My mother had me at a very young age. Everyone knew she wasn't ready to be a mother, and I'm sure that she knew it too. But she got married at 17, wanted to grow up fast, and realized only after I was already born that she'd made a mistake. She made up for those years when I was a toddler and a young child. She gave me to my grandparents, but didn't sign over parental rights. So, essentially, they raised me, but she had the legal right to come in and send my world into a tailspin at any given moment. I remember alternately being terrified of my mother and aspiring to be just like her. I created a wild fantasy life for myself, the center of which included a mother, a father, and siblings. [B]I could never get enough attention from both adults and playmates when I was little. [/B]

Around age 4, I began pulling my hair out at the roots, a sign of emotional trauma in children. Instead of being tuned in to this, my mother cut all of my hair off so it wouldn't look as stringy (since I'd already pulled half of it out). This just added to my identity issues, making me feel less attractive and less like a girl. I would beg to wear dresses and would cry and throw tantrums when I was forced into pants. My mother, trying to be progressive, would buy me toy trucks instead of dolls, and she threw a royal fit when my paternal grandparents would give me gifts such as toy ovens, or shopping carts, or toy vacuums. The truth is, I loved those items and I wanted to play house and be the mommy, and feel feminine and beautiful. But I never did.

▸ Data shown:

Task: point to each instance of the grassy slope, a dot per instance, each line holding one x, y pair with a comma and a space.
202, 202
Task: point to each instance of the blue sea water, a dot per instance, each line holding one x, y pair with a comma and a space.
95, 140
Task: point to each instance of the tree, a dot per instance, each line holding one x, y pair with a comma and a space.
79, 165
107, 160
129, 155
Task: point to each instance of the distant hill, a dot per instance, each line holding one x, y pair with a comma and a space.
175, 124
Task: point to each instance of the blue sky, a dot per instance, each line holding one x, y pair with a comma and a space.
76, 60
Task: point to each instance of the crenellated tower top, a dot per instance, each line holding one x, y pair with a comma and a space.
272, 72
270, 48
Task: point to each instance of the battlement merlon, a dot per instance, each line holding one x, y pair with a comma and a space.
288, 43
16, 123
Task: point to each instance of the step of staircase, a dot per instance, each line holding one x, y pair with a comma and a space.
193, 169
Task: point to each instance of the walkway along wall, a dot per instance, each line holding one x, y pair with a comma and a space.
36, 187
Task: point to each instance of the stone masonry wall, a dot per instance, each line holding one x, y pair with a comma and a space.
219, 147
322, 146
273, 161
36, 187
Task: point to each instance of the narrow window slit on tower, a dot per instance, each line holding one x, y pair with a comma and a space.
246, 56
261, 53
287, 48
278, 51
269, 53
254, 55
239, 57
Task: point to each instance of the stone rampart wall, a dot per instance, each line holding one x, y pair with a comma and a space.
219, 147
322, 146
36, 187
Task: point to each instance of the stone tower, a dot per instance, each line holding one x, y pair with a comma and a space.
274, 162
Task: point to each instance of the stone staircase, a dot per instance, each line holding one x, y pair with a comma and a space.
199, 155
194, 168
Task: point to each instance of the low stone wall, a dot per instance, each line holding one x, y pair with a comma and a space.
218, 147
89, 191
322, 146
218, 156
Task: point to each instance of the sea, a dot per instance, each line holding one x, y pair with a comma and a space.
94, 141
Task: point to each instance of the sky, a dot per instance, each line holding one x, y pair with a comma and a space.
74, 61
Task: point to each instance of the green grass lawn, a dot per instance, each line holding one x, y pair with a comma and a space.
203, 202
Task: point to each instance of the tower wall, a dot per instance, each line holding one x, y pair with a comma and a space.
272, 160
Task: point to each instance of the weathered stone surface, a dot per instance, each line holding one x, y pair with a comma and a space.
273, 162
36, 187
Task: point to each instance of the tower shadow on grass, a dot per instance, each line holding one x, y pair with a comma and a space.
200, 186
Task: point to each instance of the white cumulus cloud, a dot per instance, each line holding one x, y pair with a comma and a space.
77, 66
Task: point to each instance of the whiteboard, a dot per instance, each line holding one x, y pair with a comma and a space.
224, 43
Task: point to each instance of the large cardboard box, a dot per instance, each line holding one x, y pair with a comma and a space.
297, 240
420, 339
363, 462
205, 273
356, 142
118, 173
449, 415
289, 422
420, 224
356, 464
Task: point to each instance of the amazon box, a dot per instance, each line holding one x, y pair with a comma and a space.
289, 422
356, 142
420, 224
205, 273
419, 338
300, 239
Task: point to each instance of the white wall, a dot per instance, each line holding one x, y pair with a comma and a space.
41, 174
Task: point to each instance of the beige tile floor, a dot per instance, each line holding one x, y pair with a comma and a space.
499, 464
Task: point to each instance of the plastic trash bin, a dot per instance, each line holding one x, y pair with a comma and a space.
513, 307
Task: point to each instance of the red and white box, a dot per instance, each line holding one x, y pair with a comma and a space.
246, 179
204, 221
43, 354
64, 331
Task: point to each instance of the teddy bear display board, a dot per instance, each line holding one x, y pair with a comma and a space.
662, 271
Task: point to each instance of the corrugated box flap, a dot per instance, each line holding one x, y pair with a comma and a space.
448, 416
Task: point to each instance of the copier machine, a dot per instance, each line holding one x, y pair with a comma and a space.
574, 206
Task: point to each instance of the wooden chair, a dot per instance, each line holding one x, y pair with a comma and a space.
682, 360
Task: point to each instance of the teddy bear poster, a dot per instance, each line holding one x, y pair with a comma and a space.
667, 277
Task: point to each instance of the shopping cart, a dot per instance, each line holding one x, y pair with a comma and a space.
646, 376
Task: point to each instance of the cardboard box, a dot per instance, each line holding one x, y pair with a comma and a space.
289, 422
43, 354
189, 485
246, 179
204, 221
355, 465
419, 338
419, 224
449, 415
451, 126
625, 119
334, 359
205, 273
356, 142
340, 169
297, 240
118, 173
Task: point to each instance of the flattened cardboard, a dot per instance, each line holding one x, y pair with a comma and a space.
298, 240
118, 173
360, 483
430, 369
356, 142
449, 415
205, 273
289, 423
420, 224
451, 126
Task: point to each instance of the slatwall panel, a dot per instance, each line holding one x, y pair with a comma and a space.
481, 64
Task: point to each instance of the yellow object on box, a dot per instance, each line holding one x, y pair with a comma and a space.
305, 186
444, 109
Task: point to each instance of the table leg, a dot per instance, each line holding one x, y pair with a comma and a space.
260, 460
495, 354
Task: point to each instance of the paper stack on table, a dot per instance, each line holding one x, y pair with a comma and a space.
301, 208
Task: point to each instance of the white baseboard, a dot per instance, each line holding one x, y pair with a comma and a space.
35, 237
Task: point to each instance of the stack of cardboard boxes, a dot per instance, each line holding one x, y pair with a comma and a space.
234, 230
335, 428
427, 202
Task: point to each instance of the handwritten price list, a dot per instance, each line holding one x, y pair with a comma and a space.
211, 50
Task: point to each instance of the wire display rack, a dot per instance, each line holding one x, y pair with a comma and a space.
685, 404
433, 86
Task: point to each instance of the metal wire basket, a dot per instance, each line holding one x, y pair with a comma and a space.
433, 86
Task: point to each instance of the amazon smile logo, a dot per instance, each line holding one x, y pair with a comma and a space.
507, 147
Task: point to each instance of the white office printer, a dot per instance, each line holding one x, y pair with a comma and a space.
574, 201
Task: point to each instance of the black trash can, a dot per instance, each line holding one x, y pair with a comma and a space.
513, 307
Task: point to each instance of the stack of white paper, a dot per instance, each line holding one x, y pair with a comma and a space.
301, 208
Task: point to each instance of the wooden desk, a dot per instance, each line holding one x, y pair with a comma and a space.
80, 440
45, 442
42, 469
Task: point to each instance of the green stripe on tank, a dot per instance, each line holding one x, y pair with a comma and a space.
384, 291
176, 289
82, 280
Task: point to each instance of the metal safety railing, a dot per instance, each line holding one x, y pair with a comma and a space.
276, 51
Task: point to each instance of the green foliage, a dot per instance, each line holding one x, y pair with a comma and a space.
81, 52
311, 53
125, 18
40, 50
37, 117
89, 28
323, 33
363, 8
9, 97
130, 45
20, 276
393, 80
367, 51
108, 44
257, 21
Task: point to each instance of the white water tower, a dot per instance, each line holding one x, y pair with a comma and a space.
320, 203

▸ Task: According to the childhood memoir, what did the writer begin doing around age 4? The rows have nothing to do with the childhood memoir above them.

▸ Answer to this task: Pulling out their hair at the roots.